* Supplied passage:
Evangelicals on Public Policy Issues: Sustaining a Respectful Political Conversation
Reviewed by Darren Patrick Guerra, Political Science, Biola University
Can evangelicals model and sustain respectful political conversation? Harold Heie, Senior Fellow at the Center for Faith and Inquiry at Gordon College thinks they can, and he is committed not just to writing about it but to demonstrating it as well. This book grew out of Heie’s efforts to model civil and productive dialogue by hosting an online conversation, in 2012, between leading evangelical political thinkers on contentious policy issues. The results of that experiment turned into this book. As such, this is not your normal academic work on politics and policy. It defies easy classification, because it is not a collection of essays by contributors. Rather it is an edited compilation of the online conversations that took place during Heie’s online experiment. While contributors are given space at the end to articulate their own thoughts on the experiment, and on evangelical approaches to public policy more generally, that is not the main focus of the work. The stated purpose of the book is to
model how engaging in respectful conversation about important public policy issues with people you disagree with can lead to uncovering common ground and sufficiently illuminate differences to allow ongoing conversation toward the goal of uncovering further common ground. (18)
Heie argues that such a method of dialogue, if practiced well, will lead to a civil method of discovering adequate common ground which will break political gridlock and enable politicians the ability to “enact appropriate legislation” (20). Thus, this book seeks not only to model political dialogue for the evangelical community but the larger political world as well.
For this purpose Heie assembled a notable cast of contributors: Amy E. Black, Paul Brink, David P. Gushee, Lisa Sharon Harper, Stephen V. Monsma, and Eric Teetsel. Richard Mouw provides a thoughtful forward to the book. The six contributors represent a range of political views from left to right, and their online contributions center around a range of topics including: the federal budget deficit, immigration, religious freedom, Syria and Iran, Israel and Palestine, poverty, marriage, health care, education, gun control, and abortion. Heie edits the contributors’ online contributions and he patterns each chapter by first identifying common ground and then highlighting areas of disagreement for further conversation. While the contributors are thoughtful and impressive, the methodology of summarizing online conversations led to some irregularities that made the discussions somewhat choppy and uneven. One disappointment along this line is that not all of the contributors participated in every issue dialogue, yet one was found wondering what all of the participants thought about all of the issues. The treatment of the policy issues varies in depth and quality as well. For example, the chapters on the federal budget deficit, immigration, and abortion show a depth of knowledge and understanding by the contributors that is rigorous, and one comes away thinking that these six contributors could probably agree on legislation to resolve these issues, as there seems to be enough common ground as a basis for further compromises.

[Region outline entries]
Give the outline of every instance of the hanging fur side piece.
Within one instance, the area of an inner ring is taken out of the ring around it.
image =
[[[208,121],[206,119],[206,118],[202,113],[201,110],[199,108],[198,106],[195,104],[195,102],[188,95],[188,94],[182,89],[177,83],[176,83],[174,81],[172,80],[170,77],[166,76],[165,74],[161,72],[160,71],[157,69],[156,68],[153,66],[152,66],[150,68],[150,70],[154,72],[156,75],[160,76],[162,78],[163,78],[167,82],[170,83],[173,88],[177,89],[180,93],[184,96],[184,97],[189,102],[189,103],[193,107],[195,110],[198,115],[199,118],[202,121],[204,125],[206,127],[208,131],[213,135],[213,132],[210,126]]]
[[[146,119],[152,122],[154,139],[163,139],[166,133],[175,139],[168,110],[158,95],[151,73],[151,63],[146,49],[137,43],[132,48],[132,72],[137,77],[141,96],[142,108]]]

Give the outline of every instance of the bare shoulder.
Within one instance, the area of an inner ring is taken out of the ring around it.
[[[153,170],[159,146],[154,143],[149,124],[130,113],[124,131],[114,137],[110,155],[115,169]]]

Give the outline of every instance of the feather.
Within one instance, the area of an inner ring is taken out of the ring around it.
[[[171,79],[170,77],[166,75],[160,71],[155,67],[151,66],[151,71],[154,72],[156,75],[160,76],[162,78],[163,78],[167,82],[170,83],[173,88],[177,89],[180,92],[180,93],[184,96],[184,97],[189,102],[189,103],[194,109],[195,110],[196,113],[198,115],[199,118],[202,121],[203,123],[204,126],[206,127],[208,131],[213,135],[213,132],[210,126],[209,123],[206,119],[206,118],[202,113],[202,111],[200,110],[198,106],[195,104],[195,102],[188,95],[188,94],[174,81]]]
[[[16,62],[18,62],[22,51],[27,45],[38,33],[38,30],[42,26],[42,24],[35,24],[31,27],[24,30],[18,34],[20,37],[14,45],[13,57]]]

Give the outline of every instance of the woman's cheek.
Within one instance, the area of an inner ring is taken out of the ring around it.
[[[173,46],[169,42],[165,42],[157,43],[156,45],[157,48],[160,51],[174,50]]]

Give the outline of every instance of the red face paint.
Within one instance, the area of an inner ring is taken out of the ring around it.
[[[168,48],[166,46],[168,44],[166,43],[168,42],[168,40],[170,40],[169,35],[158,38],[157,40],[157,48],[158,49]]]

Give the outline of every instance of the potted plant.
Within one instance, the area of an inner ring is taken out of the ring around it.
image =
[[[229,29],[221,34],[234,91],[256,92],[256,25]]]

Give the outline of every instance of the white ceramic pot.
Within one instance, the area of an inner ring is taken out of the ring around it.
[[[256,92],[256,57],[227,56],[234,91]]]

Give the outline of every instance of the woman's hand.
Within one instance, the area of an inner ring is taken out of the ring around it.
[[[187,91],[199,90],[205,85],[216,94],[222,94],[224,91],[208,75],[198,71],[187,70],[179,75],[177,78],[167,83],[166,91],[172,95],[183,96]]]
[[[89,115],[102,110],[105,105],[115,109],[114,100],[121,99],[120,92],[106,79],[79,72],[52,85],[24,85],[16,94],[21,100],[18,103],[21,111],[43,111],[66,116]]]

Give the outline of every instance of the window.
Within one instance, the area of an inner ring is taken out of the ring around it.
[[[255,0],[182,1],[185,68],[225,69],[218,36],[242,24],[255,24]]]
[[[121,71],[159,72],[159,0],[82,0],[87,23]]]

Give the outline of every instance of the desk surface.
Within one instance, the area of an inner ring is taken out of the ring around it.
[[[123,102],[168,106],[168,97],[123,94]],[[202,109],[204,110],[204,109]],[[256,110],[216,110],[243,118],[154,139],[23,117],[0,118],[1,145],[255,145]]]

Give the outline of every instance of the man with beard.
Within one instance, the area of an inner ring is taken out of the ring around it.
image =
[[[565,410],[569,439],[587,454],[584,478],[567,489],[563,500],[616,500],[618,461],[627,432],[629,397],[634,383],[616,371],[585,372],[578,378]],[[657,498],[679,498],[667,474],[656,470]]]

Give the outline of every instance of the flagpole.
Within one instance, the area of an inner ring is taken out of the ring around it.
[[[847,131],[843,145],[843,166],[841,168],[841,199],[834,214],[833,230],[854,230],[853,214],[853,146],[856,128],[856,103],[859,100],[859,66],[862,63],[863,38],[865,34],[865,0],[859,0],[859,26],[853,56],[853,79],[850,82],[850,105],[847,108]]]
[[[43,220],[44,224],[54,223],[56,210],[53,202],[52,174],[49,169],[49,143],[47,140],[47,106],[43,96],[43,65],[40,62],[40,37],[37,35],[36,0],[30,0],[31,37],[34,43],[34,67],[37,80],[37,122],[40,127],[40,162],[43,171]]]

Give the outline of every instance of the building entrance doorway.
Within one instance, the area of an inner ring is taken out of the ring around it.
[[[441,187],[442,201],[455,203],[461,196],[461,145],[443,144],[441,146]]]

* Task set:
1. According to the book review, in what year did Heie host the online conversation that the book grew out of?
2. Echo the book review word for word, from "Heie argues that" up to and including "world as well.".

* Results:
1. 2012

2.
Heie argues that such a method of dialogue, if practiced well, will lead to a civil method of discovering adequate common ground which will break political gridlock and enable politicians the ability to “enact appropriate legislation” (20). Thus, this book seeks not only to model political dialogue for the evangelical community but the larger political world as well.